EXERCISE DESCRIPTION
In the records between the line holding "point at the textured stone" and the line holding "<point>75,46</point>", inclusive, replace "sample" with "example" and write out only those lines with nothing else changed. Leave out the pictures.

DATA SHOWN
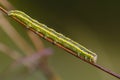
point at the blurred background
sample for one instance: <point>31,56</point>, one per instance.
<point>94,24</point>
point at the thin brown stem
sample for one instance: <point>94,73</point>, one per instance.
<point>68,50</point>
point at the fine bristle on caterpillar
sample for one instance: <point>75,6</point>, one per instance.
<point>55,36</point>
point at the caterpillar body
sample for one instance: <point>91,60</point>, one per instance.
<point>55,36</point>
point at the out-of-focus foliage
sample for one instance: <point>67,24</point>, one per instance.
<point>94,24</point>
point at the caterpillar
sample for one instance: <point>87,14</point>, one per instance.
<point>55,36</point>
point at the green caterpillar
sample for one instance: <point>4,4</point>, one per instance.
<point>55,36</point>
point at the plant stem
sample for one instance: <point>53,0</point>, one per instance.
<point>68,50</point>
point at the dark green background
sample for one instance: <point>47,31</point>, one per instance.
<point>93,23</point>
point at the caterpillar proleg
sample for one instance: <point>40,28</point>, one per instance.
<point>55,36</point>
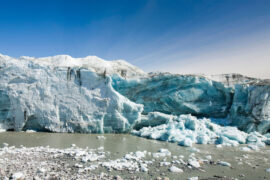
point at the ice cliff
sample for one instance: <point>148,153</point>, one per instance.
<point>91,95</point>
<point>63,98</point>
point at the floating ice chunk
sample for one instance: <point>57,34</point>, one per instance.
<point>246,149</point>
<point>166,151</point>
<point>203,139</point>
<point>30,131</point>
<point>41,170</point>
<point>226,141</point>
<point>18,176</point>
<point>165,163</point>
<point>186,142</point>
<point>194,163</point>
<point>3,130</point>
<point>209,157</point>
<point>101,137</point>
<point>193,178</point>
<point>254,147</point>
<point>175,169</point>
<point>194,150</point>
<point>233,133</point>
<point>223,163</point>
<point>144,167</point>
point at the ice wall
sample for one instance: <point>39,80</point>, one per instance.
<point>250,110</point>
<point>178,94</point>
<point>61,99</point>
<point>87,95</point>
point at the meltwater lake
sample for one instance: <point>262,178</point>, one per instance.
<point>158,155</point>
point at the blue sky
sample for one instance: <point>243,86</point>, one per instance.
<point>180,36</point>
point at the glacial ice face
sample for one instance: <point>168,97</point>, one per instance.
<point>187,130</point>
<point>250,110</point>
<point>65,94</point>
<point>177,94</point>
<point>61,99</point>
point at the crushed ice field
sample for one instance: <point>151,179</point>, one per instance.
<point>137,158</point>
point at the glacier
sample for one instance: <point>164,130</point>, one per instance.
<point>61,99</point>
<point>92,95</point>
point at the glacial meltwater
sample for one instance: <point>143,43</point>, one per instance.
<point>111,156</point>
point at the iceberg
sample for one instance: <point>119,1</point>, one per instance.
<point>92,95</point>
<point>35,96</point>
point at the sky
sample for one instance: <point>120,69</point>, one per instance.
<point>178,36</point>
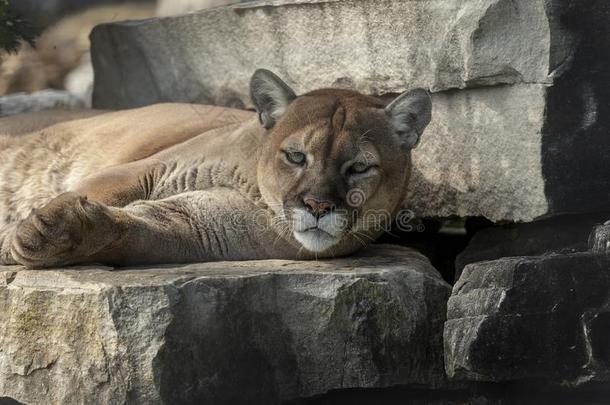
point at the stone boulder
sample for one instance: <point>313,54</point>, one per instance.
<point>562,234</point>
<point>538,318</point>
<point>520,85</point>
<point>220,333</point>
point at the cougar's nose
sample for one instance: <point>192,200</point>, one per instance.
<point>318,208</point>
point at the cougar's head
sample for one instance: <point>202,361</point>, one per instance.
<point>335,162</point>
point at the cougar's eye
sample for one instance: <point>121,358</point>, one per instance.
<point>298,158</point>
<point>359,167</point>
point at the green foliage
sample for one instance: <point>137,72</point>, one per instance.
<point>14,29</point>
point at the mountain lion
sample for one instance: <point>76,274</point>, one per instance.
<point>177,183</point>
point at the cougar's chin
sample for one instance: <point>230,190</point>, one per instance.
<point>317,235</point>
<point>316,240</point>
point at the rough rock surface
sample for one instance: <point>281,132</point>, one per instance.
<point>173,7</point>
<point>562,234</point>
<point>375,47</point>
<point>544,318</point>
<point>261,332</point>
<point>503,147</point>
<point>20,103</point>
<point>599,239</point>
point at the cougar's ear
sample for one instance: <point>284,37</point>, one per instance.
<point>409,114</point>
<point>270,96</point>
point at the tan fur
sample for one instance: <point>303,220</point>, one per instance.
<point>181,183</point>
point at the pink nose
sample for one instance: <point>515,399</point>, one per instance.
<point>317,208</point>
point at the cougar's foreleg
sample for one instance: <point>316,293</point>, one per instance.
<point>211,225</point>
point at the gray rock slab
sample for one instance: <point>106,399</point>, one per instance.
<point>376,47</point>
<point>218,333</point>
<point>21,103</point>
<point>538,318</point>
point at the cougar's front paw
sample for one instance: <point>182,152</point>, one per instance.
<point>65,231</point>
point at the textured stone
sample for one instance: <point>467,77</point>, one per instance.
<point>503,147</point>
<point>599,239</point>
<point>21,103</point>
<point>375,47</point>
<point>563,234</point>
<point>219,333</point>
<point>173,7</point>
<point>544,318</point>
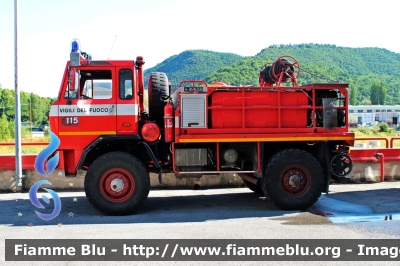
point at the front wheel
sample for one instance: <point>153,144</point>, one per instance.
<point>117,183</point>
<point>294,179</point>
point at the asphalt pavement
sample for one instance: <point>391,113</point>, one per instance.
<point>362,211</point>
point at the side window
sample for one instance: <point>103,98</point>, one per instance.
<point>125,84</point>
<point>96,84</point>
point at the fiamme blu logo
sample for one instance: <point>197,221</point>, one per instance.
<point>44,165</point>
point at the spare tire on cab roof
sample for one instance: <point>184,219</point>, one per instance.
<point>158,90</point>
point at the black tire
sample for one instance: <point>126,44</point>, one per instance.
<point>254,187</point>
<point>293,180</point>
<point>158,92</point>
<point>117,183</point>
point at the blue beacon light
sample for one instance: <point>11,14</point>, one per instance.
<point>75,46</point>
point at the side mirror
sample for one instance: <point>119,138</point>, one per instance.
<point>73,79</point>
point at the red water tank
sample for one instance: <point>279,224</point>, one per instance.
<point>169,122</point>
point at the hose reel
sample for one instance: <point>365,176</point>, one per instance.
<point>285,69</point>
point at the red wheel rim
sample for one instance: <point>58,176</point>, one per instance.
<point>117,185</point>
<point>295,181</point>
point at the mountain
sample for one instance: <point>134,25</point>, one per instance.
<point>359,67</point>
<point>192,64</point>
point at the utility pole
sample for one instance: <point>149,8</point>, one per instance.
<point>18,157</point>
<point>30,113</point>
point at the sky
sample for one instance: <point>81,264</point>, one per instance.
<point>158,29</point>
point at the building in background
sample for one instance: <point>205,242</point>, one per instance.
<point>368,115</point>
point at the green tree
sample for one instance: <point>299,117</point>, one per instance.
<point>378,93</point>
<point>353,95</point>
<point>4,128</point>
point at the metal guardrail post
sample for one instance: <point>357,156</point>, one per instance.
<point>381,157</point>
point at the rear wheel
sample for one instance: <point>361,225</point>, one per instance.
<point>117,183</point>
<point>158,93</point>
<point>293,180</point>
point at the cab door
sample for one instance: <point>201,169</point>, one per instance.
<point>127,102</point>
<point>89,109</point>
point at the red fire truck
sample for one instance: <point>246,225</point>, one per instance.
<point>284,140</point>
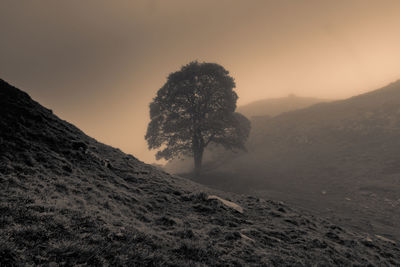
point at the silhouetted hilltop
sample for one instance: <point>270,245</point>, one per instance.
<point>276,106</point>
<point>66,199</point>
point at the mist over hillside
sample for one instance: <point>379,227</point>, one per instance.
<point>337,159</point>
<point>69,200</point>
<point>276,106</point>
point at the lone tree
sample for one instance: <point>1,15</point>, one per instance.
<point>196,107</point>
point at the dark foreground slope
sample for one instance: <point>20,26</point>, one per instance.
<point>66,199</point>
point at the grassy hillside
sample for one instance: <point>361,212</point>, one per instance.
<point>68,200</point>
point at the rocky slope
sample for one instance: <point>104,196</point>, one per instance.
<point>275,106</point>
<point>66,199</point>
<point>339,159</point>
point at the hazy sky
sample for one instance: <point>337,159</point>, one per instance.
<point>99,63</point>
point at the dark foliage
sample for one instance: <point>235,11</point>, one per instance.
<point>194,108</point>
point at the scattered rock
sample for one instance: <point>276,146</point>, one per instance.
<point>227,203</point>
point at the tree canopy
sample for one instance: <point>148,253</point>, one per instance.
<point>196,107</point>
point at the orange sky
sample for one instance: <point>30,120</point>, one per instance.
<point>98,63</point>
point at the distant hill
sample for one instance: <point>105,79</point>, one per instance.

SOLUTION
point at the textured stone
example for one instance: <point>467,77</point>, one per instance.
<point>503,147</point>
<point>599,239</point>
<point>21,103</point>
<point>375,47</point>
<point>563,234</point>
<point>219,333</point>
<point>173,7</point>
<point>544,318</point>
point at the front wheel
example for one instance: <point>153,144</point>, one per instance.
<point>117,183</point>
<point>294,179</point>
point at the asphalt pavement
example for one instance: <point>391,113</point>, one per instance.
<point>362,211</point>
point at the side window
example for one instance: <point>103,98</point>, one per instance.
<point>125,84</point>
<point>96,84</point>
point at the fiamme blu logo
example for one instance: <point>197,221</point>, one per instance.
<point>44,165</point>
point at the spare tire on cab roof
example for one instance: <point>184,219</point>, one per instance.
<point>158,90</point>
point at the black tire
example for one instance: <point>126,44</point>, one per instance.
<point>254,187</point>
<point>293,180</point>
<point>158,92</point>
<point>117,183</point>
point at the blue beacon light
example for one instance: <point>11,14</point>, one per instance.
<point>75,46</point>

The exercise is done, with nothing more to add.